Texto proporcionado:

En América Latina aunque enfrentando a un poderoso rival
bajo la forma de Gran Bretaña y en una escala menor pero
creciente al Japón y Alemania, Estados Unidos se mantiene
como la fuerza imperialista dominante. Los Estados Unidos
aparecieron en escena en una fecha posterior a países tales
como España, Portugal, Alemania e Inglaterra, pero a
vueltas de siglo estaba ya en camino de dejar atrás a sus
rivales. Su rápido desarrollo industrial y financiero, los
problemas a que se enfrentaron los países europeos durante
la guerra mundial y la transformación de los Estados Unidos
en el acreedor mundial durante ese periodo, facilitaron su
elevación a la cúspide y le permitieron establecer su
hegemonía imperialista sobre la mayoría de los países de
Centro y Sud América y del Mar Caribe.
Los Estados Unidos habían proclamado su intención de
mantener esta hegemonía contra las intrusiones del
imperialismo europeo y japonés. La forma política de esta
proclamación es la Doctrina Monroe, la que, a fines del
siglo XIX ha sido uniformemente interpretada por todas las
administraciones de Washington como el derecho del
imperialismo yanqui a la posición dominante en los países
latinoamericanos, preliminar a la conquista del papel de su
explotador exclusivo. En los países centroamericanos, del
Caribe y del norte de la América del Sur, en particular,
esto ha significado la reducción de los pueblos al estado
de colonias o semicolonias oprimidas del imperialismo yanqui
y a la imposición, a menudo por medio del uso más
descarado de la fuerza, de gobiernos que son simples títeres
en manos de Wall Street, respaldados por la intervención
diplomática y militar directa del gobierno de los Estados
Unidos.
Con objeto de obtener la “puerta cerrada” en América
Latina esto es, cerrada para los rivales y abierta sólo
para los Estados Unidos el “democrático” imperialismo
yanqui ha sido apuntalado en los países latinoamericanos
por las más autocráticas dictaduras militares “criollas
las que han servido para sostener la estructura imperialista
y garantizar una ininterrumpida corriente de superutilidades
al Coloso del Norte. El carácter real del “democrático”
capitalismo yanqui se revela mejor que nada por las
dictaduras tiránicas en los países latinoamericanos, con
las que se hallan indisolublemente ligadas su suerte y su
política, y sin las cuales los días de su predominio
imperialista en el hemisferio occidental están contados.
Los déspotas sanguinarios bajo cuya oprimente dominación
sufren los millones de obreros y campesinos de América
Latina, los Vargas y los Batista, no son, en esencia, más
que las herramientas políticas de los “democráticos”
Estados Unidos imperialistas. En países como Puerto Rico,
el imperialismo yanqui, a través de su gobernador Winship,
directa y rudamente procesa y suprime el movimiento
nacionalista.

Líneas de datos:
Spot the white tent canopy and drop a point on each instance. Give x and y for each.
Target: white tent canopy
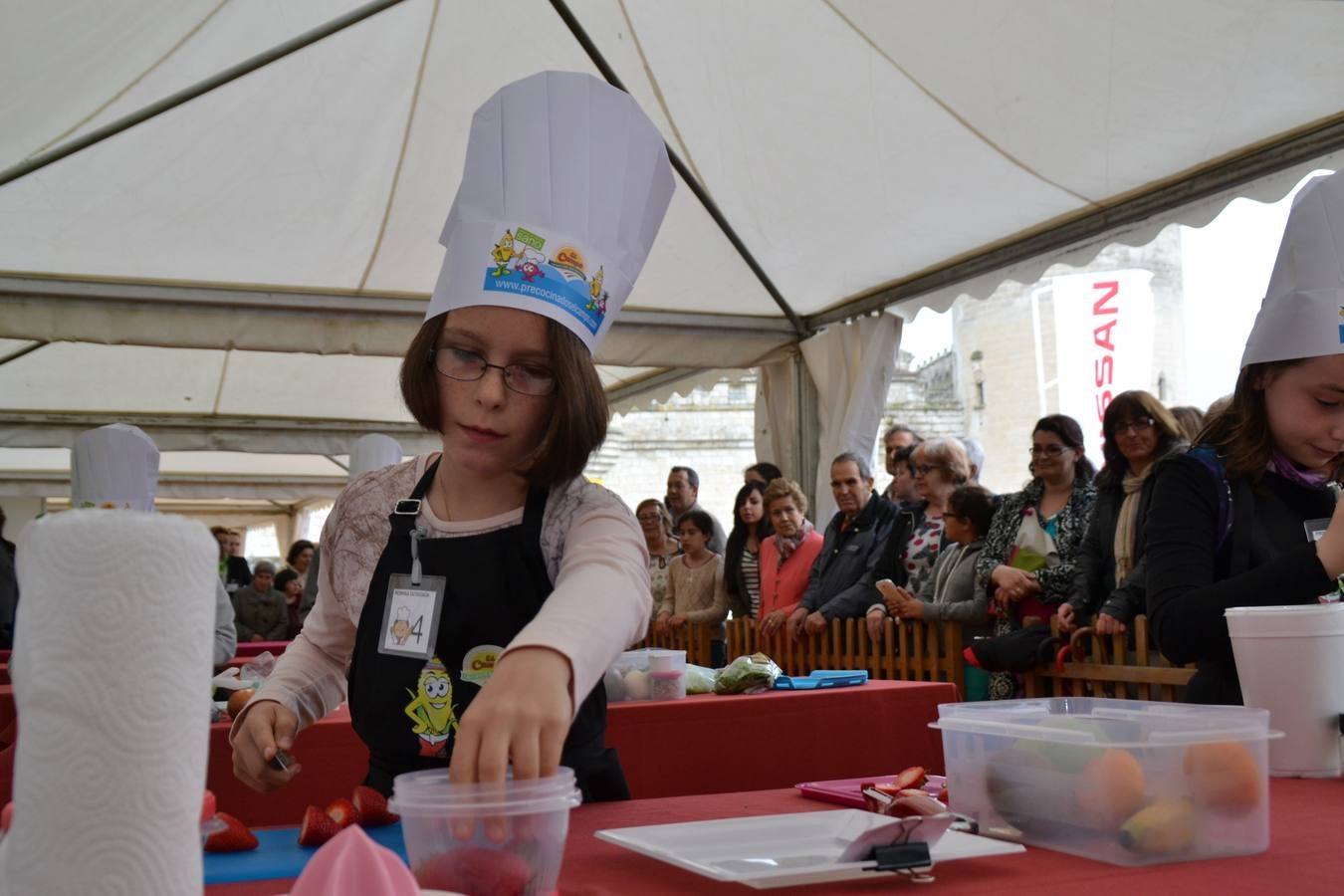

Consigna:
Enumera los países que, según el texto sobre el imperialismo estadounidense en América Latina, entraron en escena antes que los Estados Unidos, según la frase que empieza con "aparecieron en escena en una fecha posterior".

Resultado del ejercicio:
España, Portugal, Alemania e Inglaterra.